Dataset excerpt
-- START --
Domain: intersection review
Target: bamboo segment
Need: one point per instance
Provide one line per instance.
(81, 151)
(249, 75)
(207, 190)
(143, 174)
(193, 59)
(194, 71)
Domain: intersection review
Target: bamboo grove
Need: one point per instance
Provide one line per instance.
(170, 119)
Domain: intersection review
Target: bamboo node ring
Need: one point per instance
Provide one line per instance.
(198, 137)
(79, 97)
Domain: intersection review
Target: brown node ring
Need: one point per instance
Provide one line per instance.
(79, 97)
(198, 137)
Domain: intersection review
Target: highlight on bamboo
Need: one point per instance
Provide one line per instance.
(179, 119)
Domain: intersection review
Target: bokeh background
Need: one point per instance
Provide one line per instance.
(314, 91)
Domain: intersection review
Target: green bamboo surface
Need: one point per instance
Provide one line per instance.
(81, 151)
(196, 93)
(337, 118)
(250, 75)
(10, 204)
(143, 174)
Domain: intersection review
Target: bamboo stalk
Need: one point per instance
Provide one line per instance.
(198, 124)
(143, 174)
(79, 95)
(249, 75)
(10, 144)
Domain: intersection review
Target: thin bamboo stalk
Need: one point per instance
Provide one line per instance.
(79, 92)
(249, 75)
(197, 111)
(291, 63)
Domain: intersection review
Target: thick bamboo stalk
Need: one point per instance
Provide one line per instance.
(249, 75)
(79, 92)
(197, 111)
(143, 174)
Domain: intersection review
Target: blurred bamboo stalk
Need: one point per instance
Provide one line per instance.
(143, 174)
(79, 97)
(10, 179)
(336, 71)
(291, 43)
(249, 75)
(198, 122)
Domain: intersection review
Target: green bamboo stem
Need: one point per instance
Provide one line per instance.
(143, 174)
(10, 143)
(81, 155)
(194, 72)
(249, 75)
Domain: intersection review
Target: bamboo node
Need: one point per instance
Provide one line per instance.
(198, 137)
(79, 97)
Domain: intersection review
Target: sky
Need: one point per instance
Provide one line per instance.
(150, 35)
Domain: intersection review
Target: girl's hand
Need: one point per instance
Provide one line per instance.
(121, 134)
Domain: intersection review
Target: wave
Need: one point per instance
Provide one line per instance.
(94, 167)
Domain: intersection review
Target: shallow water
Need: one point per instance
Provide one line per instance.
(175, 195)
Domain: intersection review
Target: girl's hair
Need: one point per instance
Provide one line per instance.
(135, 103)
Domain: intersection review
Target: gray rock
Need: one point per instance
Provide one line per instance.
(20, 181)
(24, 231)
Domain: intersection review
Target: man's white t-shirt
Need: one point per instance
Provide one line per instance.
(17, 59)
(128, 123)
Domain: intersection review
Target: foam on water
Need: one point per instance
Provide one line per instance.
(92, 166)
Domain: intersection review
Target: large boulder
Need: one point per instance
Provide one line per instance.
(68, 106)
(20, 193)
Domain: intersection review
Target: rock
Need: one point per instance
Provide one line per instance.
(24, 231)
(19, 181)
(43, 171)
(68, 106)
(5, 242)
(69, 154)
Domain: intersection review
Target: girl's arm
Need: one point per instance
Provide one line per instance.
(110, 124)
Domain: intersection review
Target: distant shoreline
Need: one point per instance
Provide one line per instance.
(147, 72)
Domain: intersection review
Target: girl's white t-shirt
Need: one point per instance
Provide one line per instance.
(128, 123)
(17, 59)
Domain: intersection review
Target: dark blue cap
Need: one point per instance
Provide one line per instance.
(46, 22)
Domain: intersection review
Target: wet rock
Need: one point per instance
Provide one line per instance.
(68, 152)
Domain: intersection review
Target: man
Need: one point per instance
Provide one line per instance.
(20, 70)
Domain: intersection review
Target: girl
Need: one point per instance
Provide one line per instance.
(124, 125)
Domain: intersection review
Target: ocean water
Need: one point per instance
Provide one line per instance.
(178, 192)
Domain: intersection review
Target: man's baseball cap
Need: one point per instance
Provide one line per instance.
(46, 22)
-- END --
Please output the complete data exactly.

Domain: intersection review
Target: bamboo segment
Need: one point per instance
Provide one line per instance.
(81, 151)
(249, 75)
(207, 190)
(143, 174)
(193, 59)
(194, 71)
Domain: intersection review
Target: bamboo grove
Need: one point per instance
Provide one line per instance.
(170, 119)
Domain: intersection review
Target: bamboo node ring
Need: one point per instance
Provide one line per instance.
(198, 137)
(79, 97)
Domain: intersection review
Target: brown node ring
Need: one point per instance
Provide one line per instance.
(79, 97)
(198, 137)
Domain: intersection review
Target: highlight on bamboo
Need: one point per instance
Provide one line per instance.
(179, 119)
Domain: intersection review
Target: bokeh background
Need: one point per instance
Provide one line per instance.
(314, 91)
Domain: intersection review
Target: green bamboo surface
Need: one point per instance
Provide one line per instance.
(81, 151)
(196, 93)
(337, 118)
(250, 75)
(10, 204)
(143, 174)
Domain: intersection review
Target: bamboo stalk
Need: one point per instance
Provide one line per instance.
(198, 124)
(143, 174)
(79, 95)
(249, 75)
(10, 144)
Domain: intersection review
Target: thin bamboo stalk
Need: one point per instance
Provide one line per instance.
(79, 92)
(249, 75)
(197, 111)
(291, 63)
Domain: intersection review
Target: thick bamboo stalk
Need: one point per instance
Provide one line per instance.
(249, 75)
(79, 92)
(197, 111)
(143, 174)
Domain: intersection review
Target: blurred bamboo stalk
Need: one point per instance
Provide one line per instance.
(143, 174)
(79, 97)
(10, 179)
(336, 71)
(291, 43)
(249, 75)
(198, 122)
Domain: intersection review
Target: green bamboo stem
Need: one point per instance
Provide one line per instance.
(143, 174)
(10, 143)
(81, 155)
(194, 72)
(249, 75)
Domain: intersection review
Target: bamboo node
Need: one point per instance
Provide one line per instance.
(198, 137)
(79, 97)
Domain: intersection review
Target: sky
Need: one point per instance
Provide one line per instance.
(150, 35)
Domain: intersection review
Target: girl's hand
Need: one point per instance
Provide one line per instance.
(121, 134)
Domain: intersection review
Target: wave
Need: one point per instance
Provide one line per instance.
(94, 167)
Domain: intersection review
Target: shallow water
Need: one point per instance
Provide one line per instance.
(175, 195)
Domain: intersection review
Target: girl's hair
Need: one point per instance
Provide one line per instance.
(135, 103)
Domain: intersection review
Target: gray rock
Need: one point per instance
Provide one line per instance.
(20, 181)
(24, 231)
Domain: intersection review
Target: man's white t-shirt
Need: one point per instance
Provide one line per instance.
(17, 59)
(128, 123)
Domain: intersection review
Target: foam on water
Need: one point per instance
Provide one line per instance.
(92, 166)
Domain: intersection review
Target: large boulder
Need: one point per instance
Provide one line per instance.
(68, 106)
(20, 193)
Domain: intersection review
Target: rock
Need: one point per instance
Provide one line per instance.
(24, 231)
(19, 181)
(43, 171)
(68, 106)
(5, 242)
(69, 154)
Domain: intersection review
Target: girl's arm
Need: one point per instance
Provide one line per instance.
(110, 124)
Domain: intersection review
Target: distant shoreline
Need: one point per instance
Provide one line per instance.
(147, 72)
Domain: intersection review
Target: girl's white t-shirt
Need: one point per instance
Provide one line per instance.
(128, 123)
(17, 59)
Domain: intersection review
Target: dark blue cap
Need: one point per instance
Provide one line per instance.
(46, 22)
Domain: intersection review
Target: wet rock
Need: one point per instance
Provide one line per instance.
(68, 152)
Domain: intersection review
Target: man
Need: one point per instance
Provide one line per instance.
(20, 70)
Domain: intersection review
Target: girl
Need: one point per instance
Provide one line per instance.
(124, 125)
Domain: intersection review
Target: ocean water
Need: one point per instance
Provide one line per instance.
(178, 192)
Domain: intersection review
Target: man's baseball cap
Need: one point per instance
Provide one line per instance.
(46, 22)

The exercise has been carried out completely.